Please update the records below by changing every "distant" to "faraway" and keeping everything else the same.

=-=-=

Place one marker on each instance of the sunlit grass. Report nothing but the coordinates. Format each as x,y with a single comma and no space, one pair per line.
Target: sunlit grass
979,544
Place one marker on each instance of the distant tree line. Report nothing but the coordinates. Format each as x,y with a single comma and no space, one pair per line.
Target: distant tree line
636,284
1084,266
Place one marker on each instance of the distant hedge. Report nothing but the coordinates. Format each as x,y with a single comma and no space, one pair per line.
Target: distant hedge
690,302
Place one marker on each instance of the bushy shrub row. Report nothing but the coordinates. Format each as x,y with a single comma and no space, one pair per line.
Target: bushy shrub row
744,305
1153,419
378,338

=-=-=

Response to this task:
Place one marker on each instance of the sunlit grass. Report nothing but the coordinates. Format each as x,y with a single comma and no space, one pair per line.
Target: sunlit grass
979,544
Place one marker on each instance of the faraway tree line. Report nothing but the coordinates. Format each as x,y with a single comma and no space, one pair per line.
Target: faraway tree line
636,284
1084,266
Place one marker on each instance of the faraway hedge. Report nothing but the coordinates. Format each as x,y with a single comma and no space, one pair per line.
Target: faraway hedge
690,302
Place one marker on each instance of the bushy shrub row. Report nothing but the coordinates. Format each as x,y with a single comma and no space, one pair per line.
Target: bushy shrub row
744,305
1153,419
378,338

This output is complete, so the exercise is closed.